* **Your assignment**
Transcription task. Write out each entry verbatim and exclude any image.

* **Information shown**
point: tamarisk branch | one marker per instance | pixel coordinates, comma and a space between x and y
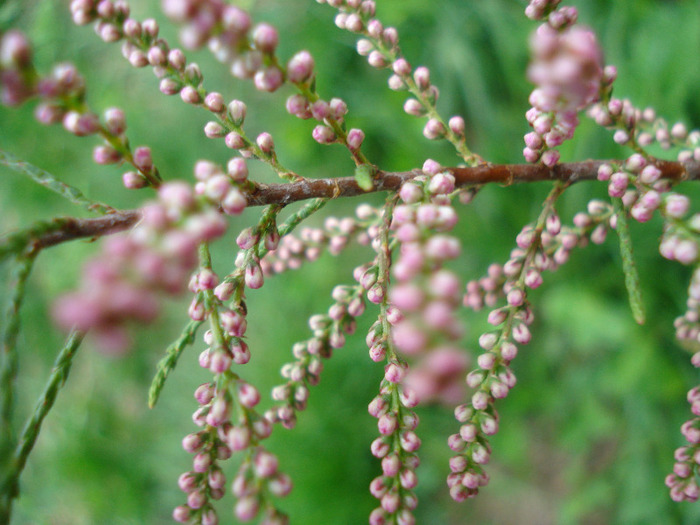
67, 229
507, 174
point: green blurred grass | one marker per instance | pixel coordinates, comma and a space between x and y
588, 433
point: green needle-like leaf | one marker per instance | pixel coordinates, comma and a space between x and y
49, 181
166, 365
634, 290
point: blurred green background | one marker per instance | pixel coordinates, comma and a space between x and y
588, 434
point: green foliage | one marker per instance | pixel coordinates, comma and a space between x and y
588, 433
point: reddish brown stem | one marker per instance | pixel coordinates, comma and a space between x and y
266, 194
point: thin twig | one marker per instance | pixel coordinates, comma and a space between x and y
67, 229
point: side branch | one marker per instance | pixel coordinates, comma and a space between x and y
67, 229
265, 194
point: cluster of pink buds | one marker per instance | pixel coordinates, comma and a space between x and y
16, 70
397, 449
688, 325
568, 74
426, 293
226, 30
121, 284
227, 412
542, 247
222, 188
293, 251
329, 331
62, 100
682, 481
330, 114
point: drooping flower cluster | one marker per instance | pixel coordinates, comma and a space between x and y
425, 291
381, 47
122, 284
416, 333
567, 71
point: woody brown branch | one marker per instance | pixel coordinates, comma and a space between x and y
265, 194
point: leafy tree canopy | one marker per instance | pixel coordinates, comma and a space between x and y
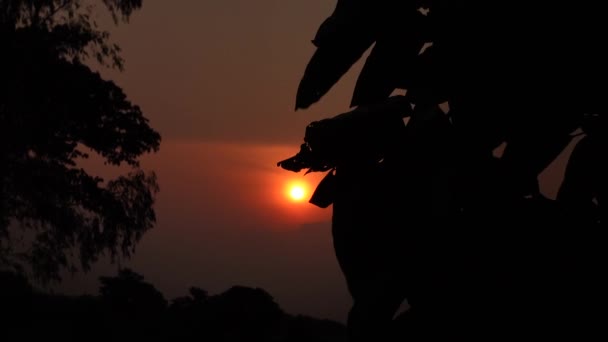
54, 110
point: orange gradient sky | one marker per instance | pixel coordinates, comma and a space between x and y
217, 79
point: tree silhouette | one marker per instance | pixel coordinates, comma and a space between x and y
54, 111
436, 214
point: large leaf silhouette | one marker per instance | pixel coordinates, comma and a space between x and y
394, 59
341, 40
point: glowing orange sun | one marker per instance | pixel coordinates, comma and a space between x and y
297, 192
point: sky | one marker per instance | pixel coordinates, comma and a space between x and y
217, 79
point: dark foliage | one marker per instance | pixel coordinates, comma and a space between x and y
54, 111
128, 307
438, 217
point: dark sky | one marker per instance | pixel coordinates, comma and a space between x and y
217, 78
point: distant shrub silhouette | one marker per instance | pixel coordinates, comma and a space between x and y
128, 307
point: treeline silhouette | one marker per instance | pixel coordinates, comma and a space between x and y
129, 308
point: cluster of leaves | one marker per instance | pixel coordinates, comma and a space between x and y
130, 308
54, 109
529, 89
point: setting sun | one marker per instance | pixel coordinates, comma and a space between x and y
297, 191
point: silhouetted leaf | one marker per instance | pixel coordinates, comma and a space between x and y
341, 40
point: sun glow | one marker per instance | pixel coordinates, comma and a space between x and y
297, 191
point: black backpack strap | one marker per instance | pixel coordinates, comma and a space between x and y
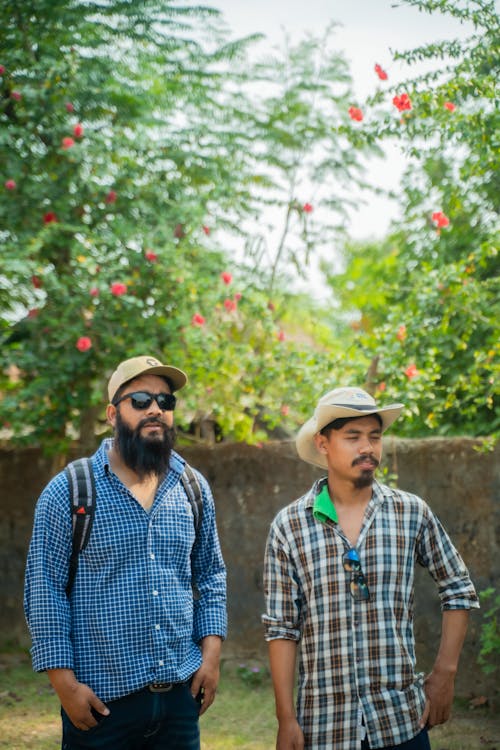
82, 495
193, 491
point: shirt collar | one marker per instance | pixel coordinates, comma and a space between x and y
322, 505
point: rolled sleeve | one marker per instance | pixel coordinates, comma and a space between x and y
46, 605
437, 553
282, 617
210, 609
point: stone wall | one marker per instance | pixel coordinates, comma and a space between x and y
250, 484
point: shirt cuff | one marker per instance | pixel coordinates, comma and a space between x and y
52, 654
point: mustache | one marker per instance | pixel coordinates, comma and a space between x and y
366, 457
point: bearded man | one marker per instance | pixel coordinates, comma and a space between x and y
131, 652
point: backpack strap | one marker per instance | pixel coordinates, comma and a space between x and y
82, 494
193, 491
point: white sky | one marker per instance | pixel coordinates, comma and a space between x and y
369, 30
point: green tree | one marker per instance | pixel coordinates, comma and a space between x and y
129, 135
426, 300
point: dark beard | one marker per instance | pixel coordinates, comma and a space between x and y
367, 475
145, 456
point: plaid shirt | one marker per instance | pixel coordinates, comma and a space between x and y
131, 619
357, 658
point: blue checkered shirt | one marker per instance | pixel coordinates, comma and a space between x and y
357, 658
131, 619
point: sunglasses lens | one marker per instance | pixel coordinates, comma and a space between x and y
166, 401
359, 589
358, 585
140, 400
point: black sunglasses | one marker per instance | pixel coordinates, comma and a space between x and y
141, 400
352, 564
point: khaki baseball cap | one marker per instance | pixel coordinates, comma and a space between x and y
132, 368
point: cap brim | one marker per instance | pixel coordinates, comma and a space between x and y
177, 377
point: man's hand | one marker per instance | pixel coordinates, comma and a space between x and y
77, 699
206, 679
439, 690
290, 736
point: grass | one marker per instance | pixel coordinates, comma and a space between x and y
241, 717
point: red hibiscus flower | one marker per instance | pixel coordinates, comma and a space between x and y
411, 371
402, 102
401, 334
440, 219
118, 288
83, 344
111, 197
355, 114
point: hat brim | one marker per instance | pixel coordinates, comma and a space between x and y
177, 377
305, 444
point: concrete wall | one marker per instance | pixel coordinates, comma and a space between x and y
250, 484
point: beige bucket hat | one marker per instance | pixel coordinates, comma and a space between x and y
341, 402
132, 368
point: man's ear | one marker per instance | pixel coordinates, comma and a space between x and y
111, 414
321, 442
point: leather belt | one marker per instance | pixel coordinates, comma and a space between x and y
164, 687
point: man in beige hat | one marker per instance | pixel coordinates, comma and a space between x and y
339, 581
131, 651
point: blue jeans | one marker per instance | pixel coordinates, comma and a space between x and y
419, 742
141, 721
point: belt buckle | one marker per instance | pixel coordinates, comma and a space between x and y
160, 687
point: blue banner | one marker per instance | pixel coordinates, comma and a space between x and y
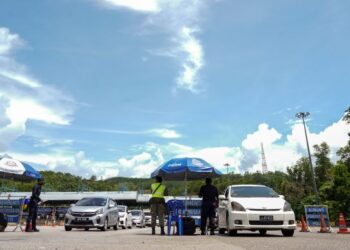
12, 209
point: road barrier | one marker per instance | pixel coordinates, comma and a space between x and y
342, 225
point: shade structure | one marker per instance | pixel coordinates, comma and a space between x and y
186, 169
180, 169
15, 169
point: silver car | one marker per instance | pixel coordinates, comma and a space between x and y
93, 212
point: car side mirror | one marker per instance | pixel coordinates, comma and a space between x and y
222, 198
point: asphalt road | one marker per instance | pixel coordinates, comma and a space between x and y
56, 238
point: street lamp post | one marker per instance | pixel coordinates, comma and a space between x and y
226, 165
302, 116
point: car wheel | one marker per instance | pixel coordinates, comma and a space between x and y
288, 232
262, 232
105, 225
232, 232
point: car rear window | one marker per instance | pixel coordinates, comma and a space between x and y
253, 191
121, 209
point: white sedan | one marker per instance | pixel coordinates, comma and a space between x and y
254, 207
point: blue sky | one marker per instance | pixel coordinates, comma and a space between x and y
115, 87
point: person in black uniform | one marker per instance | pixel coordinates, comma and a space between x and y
209, 204
33, 206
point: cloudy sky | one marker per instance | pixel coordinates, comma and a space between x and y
116, 87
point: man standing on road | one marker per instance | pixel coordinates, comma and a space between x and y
33, 207
209, 204
158, 204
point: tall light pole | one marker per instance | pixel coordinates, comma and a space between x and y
302, 116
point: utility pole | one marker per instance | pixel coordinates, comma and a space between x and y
302, 116
226, 165
263, 160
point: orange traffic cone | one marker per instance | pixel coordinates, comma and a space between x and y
342, 225
304, 227
324, 228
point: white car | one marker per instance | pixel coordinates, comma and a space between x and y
92, 212
125, 217
138, 218
254, 207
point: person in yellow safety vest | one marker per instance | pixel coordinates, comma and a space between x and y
157, 202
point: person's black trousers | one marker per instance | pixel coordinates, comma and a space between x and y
33, 214
208, 211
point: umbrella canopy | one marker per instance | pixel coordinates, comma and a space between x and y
15, 169
180, 169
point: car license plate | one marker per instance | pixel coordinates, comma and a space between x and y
266, 217
81, 219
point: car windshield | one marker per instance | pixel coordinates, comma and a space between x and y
253, 191
121, 209
135, 213
92, 202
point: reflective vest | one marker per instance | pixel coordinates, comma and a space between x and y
160, 191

* **Answer below**
point: tamarisk branch | one marker per instance | pixel coordinates, comma and a space between x and y
67, 229
507, 174
point: green blurred grass | one marker per instance | pixel coordinates, comma and a space between x and y
588, 433
point: green needle-like leaf | one marker per instance | pixel coordinates, comma and a space between x and y
49, 181
166, 365
634, 290
point: blurred green background | one marker per instance | pixel coordinates, comma and a space between x and y
588, 434
point: green foliage | one marker per instance | pixel coordinates, comma and a space between x and y
588, 433
point: reddish brown stem | one marker per instance | pixel coordinates, comma and a space between x and y
266, 194
point: thin twig | one marker per instance | pixel coordinates, comma and a space between x and y
67, 229
point: side branch | one marker per instance | pixel coordinates, comma and a space between x and y
67, 229
265, 194
point: cluster of pink buds | one marker per instance | pixel coordinates, comma and a space between x and y
16, 70
397, 449
688, 325
568, 74
426, 293
226, 30
121, 284
227, 412
542, 247
222, 188
293, 251
329, 331
62, 100
682, 481
330, 114
point: drooping flower cluster | one marker per instance | pixel coordinates, comma and a space between x and y
425, 291
381, 47
122, 284
416, 333
567, 71
point: woody brown branch | one marker per instance | pixel coordinates, comma and a space between x and y
265, 194
point: leafy tree canopy | one marker per instance | pixel coordinates, comma and a space between x and y
54, 110
point: orange gradient sky | one marker per instance | pixel coordinates, comma and a space between x and y
217, 79
point: tree silhouette | one marker per instance | pixel coordinates, comma and a space between x and y
54, 111
436, 214
point: large leaf silhouette | one marker per instance | pixel coordinates, comma and a space between x and y
394, 59
341, 40
point: glowing orange sun | one marker per instance | pixel coordinates, comma and a space between x and y
297, 192
point: sky | one marker per instance | pixel coordinates, comma and a space between x and y
217, 79
point: dark foliage | one marker per instance | pixel coordinates, comma and a space between x and y
54, 111
128, 307
438, 217
point: dark sky | one marker per instance | pixel coordinates, comma and a space between x and y
217, 78
point: distant shrub silhouette | one marker per instance | pixel coordinates, comma and a space between x and y
128, 307
point: treeline silhouette | one marker per instance | pixel coordinates, comma and a space between x and y
129, 308
point: cluster of leaves | one marker per instance | pixel coordinates, comma and a space between x and y
130, 308
54, 109
529, 89
point: setting sun | one marker per instance | pixel coordinates, comma and a space between x and y
297, 191
point: silhouetted leaf | one marker per instance | pixel coordinates, comma and a space between x and y
341, 40
point: sun glow | one marker per instance | pixel coordinates, comma and a space between x and y
297, 191
point: black backpack strap | one marker per instance | pixel coordinates, comma and a space between x and y
82, 495
193, 491
point: shirt collar | one marker per instance | pixel coordinates, comma and a space between x and y
322, 505
point: rolled sleeve | one marker per instance | pixel coordinates, comma and a space between x and y
46, 605
437, 553
282, 617
210, 609
point: stone wall | one marker per instance | pixel coordinates, comma and a space between x and y
250, 484
point: shirt cuff | one marker per instance | pixel coordinates, comma and a space between x and y
52, 654
point: mustache | one marker per instance | pixel coordinates, comma and a space between x and y
366, 457
point: bearded man | one marker per instance | pixel coordinates, comma and a space between x and y
131, 652
point: backpack strap | one marker per instance | pixel coordinates, comma and a space between x and y
82, 494
193, 491
point: white sky | one marker per instance | pixel coordinates, comma and a space between x and y
369, 30
point: green tree | one marker per instance | pixel coordinates, comma and a space between x and y
129, 135
426, 300
point: dark beard | one marker per instance | pixel coordinates, comma and a space between x and y
367, 475
145, 456
point: plaid shirt | one marker per instance | pixel coordinates, comma and a space between x and y
131, 619
357, 658
point: blue checkered shirt | one marker per instance | pixel coordinates, comma and a space between x and y
357, 658
131, 619
point: sunglasses lens | one marker per instance | pixel coordinates, comma and a space between x and y
166, 401
359, 589
358, 585
140, 400
point: black sunglasses | one marker per instance | pixel coordinates, comma and a space between x and y
141, 400
352, 564
point: khaki baseball cap | one marker per instance | pixel coordinates, comma and a space between x and y
132, 368
point: cap brim | one marker per instance | pixel coordinates, comma and a space between x and y
177, 377
point: man's hand | one marker per instance | pixel coordinates, comma and a space between x and y
77, 699
206, 679
439, 690
290, 736
point: grass | one marker per instance | pixel coordinates, comma and a space between x and y
241, 717
point: red hibiscus flower | one marker per instance | pixel coordinates, comma and a space between x and y
411, 371
402, 102
401, 334
440, 219
118, 288
83, 344
111, 197
355, 114
point: hat brim | one marker per instance | pixel coordinates, comma and a space between x and y
177, 377
305, 444
point: concrete wall | one marker per instance | pixel coordinates, comma and a space between x and y
250, 484
point: beige bucket hat | one marker per instance | pixel coordinates, comma and a space between x and y
341, 402
132, 368
point: man's ear | one marker per instance | pixel coordinates, comma and a space between x and y
111, 414
321, 442
point: leather belt | one marker per instance | pixel coordinates, comma and a space between x and y
164, 687
point: man in beige hat | one marker per instance | pixel coordinates, comma and a space between x and y
339, 581
131, 651
point: blue jeans | one marker per instance | pixel coordinates, comma and a space between x and y
419, 742
141, 721
point: belt buckle | one marker per instance | pixel coordinates, comma and a space between x and y
160, 687
point: blue banner | one marker per instance | pixel coordinates, comma and a space between x and y
12, 209
point: road barrier | one marker per instance | pixel coordinates, comma and a space between x and y
342, 225
point: shade structure | one marker per instance | pixel coordinates, comma and a space between x and y
186, 169
180, 169
15, 169
point: silver car | one marker per instance | pixel coordinates, comma and a space between x and y
93, 212
point: car side mirror | one marker per instance | pixel coordinates, comma and a space between x and y
222, 198
point: asphalt road | one marker per instance | pixel coordinates, comma and a space between x and y
56, 238
point: street lamp post | one marker per instance | pixel coordinates, comma and a space between x and y
226, 165
302, 116
point: car wheel | one marker per instance | pixel coordinates, comma and a space between x and y
288, 232
262, 232
105, 225
232, 232
point: car rear window | one marker per instance | pixel coordinates, comma and a space between x and y
253, 191
121, 209
point: white sedan | one marker per instance | pixel coordinates, comma and a space between x and y
254, 207
point: blue sky | one marker per instance | pixel coordinates, comma and a space between x and y
115, 87
point: person in black uniform | one marker per instance | pixel coordinates, comma and a space between x and y
209, 204
33, 206
point: cloudy sky | one marker per instance | pixel coordinates, comma and a space between x and y
116, 87
point: man standing on road | one marker per instance | pixel coordinates, comma and a space between x and y
33, 207
209, 204
158, 204
point: tall light pole | one marker per instance | pixel coordinates, comma and a space between x and y
302, 116
point: utility pole | one marker per instance | pixel coordinates, comma and a space between x and y
302, 116
226, 165
263, 160
point: orange traffic cone | one marker per instance | pixel coordinates, comma and a space between x and y
342, 225
304, 227
324, 228
point: white car | one marker per instance | pixel coordinates, comma and a space between x and y
92, 212
125, 217
138, 218
254, 207
point: person in yellow safety vest | one marker per instance | pixel coordinates, comma and a space between x and y
157, 202
point: person's black trousers | one marker per instance | pixel coordinates, comma and a space between x and y
33, 214
208, 211
point: umbrella canopy | one marker per instance | pixel coordinates, comma and a space between x and y
15, 169
180, 169
point: car license plate | one marker per instance | pixel coordinates, comma and a space between x and y
266, 217
81, 219
point: car windshield | one marker per instance | pixel coordinates, comma and a space between x and y
253, 191
121, 209
135, 213
92, 202
point: reflective vest | one marker per instance | pixel coordinates, comma and a space between x and y
160, 191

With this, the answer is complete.